### TASKS AND EXERCISES
a – In the sequence logo post below, print the text from "The issue I" to "actual consensus sequence.".
b – List every step of the R approach laid out in the sequence logo post below.

I have found a sequence logo in a paper which shows the consensus sequences obtained from CLIP tags for an RNA-binding protein. The sequence is 45 nucleotides long and shows the number of bits for the different nucleotides at each position. I would like to see if this consensus sequence can be found in an RNA of interest to predict if the RBP is likely to bind to this RNA.
The issue I have run into is that there are many variations in the possible consensus sequences. These variations could be due to 1) Length - the consensus sequence need not be the full 45 nucleotides but could be something shorter and 2) there are numerous possible consensus sequences depending on what nucleotide is chosen at each position for the sequence logo. Together this produces a large list of potential consensus sequences.
I have devised the following approach using R:
1) Find all possible permutations of consensus sequences of varying lengths or nucleotides for each position.
2) Rank each consensus sequence based on the total number of bits represented in each sequence. This will allow me to determine which sequences are more likely to be representative of the actual consensus sequence.
3) Take this full list of consensus sequences and see which align to my RNA of interest. If the aligned sequences are of high rank I will have a greater degree of confidence that the RBP actually binds to this RNA in vivo.
My question: Is this approach valid? Or is there another more standard way of approaching this problem used in the field?
If there are R packages out there for this I would appreciate recommendations.

### EXCERPTED DATA
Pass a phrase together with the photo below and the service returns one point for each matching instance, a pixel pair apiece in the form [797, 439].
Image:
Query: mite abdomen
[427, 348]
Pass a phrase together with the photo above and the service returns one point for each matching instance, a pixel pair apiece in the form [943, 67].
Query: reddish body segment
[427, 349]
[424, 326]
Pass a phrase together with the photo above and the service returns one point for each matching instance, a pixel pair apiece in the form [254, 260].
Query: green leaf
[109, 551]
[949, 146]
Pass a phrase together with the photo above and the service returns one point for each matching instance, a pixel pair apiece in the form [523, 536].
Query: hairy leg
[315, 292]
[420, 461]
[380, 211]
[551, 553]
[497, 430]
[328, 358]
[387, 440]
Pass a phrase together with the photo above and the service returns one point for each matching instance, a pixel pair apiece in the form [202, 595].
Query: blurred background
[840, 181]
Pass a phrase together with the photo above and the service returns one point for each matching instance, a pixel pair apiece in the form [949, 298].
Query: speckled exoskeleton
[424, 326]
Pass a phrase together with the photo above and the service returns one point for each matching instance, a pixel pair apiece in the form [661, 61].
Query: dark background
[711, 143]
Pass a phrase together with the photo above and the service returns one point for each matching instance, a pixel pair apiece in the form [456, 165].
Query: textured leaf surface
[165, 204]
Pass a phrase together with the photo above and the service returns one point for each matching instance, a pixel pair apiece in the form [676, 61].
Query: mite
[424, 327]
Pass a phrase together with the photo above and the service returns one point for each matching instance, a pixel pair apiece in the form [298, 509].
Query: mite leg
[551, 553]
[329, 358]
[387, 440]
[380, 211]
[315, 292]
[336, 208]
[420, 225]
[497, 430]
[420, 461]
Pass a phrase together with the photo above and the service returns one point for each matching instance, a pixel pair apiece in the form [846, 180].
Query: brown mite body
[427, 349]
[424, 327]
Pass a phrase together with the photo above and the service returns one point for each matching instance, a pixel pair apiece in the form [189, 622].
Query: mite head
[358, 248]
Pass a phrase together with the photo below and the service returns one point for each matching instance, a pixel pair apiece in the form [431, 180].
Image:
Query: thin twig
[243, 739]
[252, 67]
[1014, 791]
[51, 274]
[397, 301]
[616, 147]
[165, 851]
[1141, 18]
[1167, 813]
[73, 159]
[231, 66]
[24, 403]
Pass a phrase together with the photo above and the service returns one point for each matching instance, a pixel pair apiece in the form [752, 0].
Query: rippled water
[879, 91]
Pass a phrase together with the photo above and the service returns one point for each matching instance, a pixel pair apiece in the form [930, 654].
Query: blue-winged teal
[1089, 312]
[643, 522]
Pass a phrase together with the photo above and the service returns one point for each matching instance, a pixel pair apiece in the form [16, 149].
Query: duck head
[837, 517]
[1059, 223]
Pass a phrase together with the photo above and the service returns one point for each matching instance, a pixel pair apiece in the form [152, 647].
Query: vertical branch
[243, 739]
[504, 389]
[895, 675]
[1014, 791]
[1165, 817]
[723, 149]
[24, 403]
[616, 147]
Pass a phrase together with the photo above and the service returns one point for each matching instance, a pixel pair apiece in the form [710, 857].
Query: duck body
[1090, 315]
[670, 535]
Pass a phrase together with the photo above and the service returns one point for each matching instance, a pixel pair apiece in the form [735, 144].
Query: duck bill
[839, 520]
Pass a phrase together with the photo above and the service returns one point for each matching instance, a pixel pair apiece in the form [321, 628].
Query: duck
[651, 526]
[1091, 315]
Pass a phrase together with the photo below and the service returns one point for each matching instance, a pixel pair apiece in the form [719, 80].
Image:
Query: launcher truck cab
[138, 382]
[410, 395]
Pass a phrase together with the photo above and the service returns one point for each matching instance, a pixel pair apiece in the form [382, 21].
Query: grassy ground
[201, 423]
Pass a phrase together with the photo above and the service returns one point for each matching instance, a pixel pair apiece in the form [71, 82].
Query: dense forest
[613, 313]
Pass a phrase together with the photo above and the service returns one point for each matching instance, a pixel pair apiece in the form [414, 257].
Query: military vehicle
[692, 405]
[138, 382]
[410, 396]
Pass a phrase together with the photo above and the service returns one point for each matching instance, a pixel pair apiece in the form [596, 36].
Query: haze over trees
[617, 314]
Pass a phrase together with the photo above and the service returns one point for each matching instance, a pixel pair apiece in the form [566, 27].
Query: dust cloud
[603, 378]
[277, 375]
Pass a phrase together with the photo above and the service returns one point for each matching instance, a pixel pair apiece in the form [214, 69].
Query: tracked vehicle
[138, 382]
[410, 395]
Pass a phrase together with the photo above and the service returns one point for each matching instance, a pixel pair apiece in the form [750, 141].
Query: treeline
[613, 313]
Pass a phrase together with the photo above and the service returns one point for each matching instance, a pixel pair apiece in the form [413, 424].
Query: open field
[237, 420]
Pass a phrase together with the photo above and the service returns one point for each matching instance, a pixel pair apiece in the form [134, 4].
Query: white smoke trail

### OUTPUTS IN ORDER
a –
The issue I have run into is that there are many variations in the possible consensus sequences. These variations could be due to 1) Length - the consensus sequence need not be the full 45 nucleotides but could be something shorter and 2) there are numerous possible consensus sequences depending on what nucleotide is chosen at each position for the sequence logo. Together this produces a large list of potential consensus sequences.
I have devised the following approach using R:
1) Find all possible permutations of consensus sequences of varying lengths or nucleotides for each position.
2) Rank each consensus sequence based on the total number of bits represented in each sequence. This will allow me to determine which sequences are more likely to be representative of the actual consensus sequence.

b –
1) Find all possible permutations of consensus sequences of varying lengths or nucleotides for each position.
2) Rank each consensus sequence by the total number of bits represented in it.
3) Take the full list of consensus sequences and see which align to the RNA of interest.